_WHAT IS NEEDED_:
Every record should be restated exactly, with no images included.

_EXERCISE MATERIALS_:
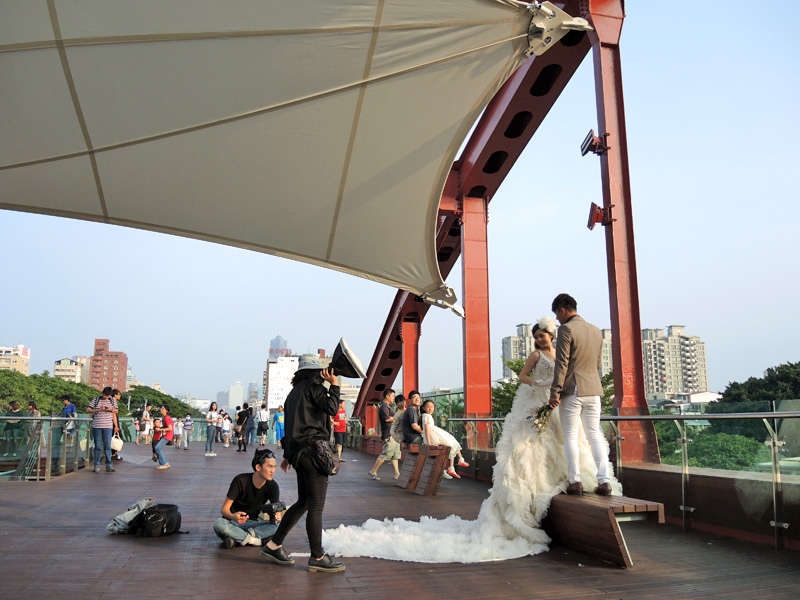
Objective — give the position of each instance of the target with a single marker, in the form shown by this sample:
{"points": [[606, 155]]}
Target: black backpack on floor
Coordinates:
{"points": [[157, 521]]}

_ANSWER BELOW_:
Objective — give the position of each instance of the target with a single marker, in the form shown by this sample:
{"points": [[606, 155]]}
Target: black backpack on floor
Coordinates:
{"points": [[157, 521]]}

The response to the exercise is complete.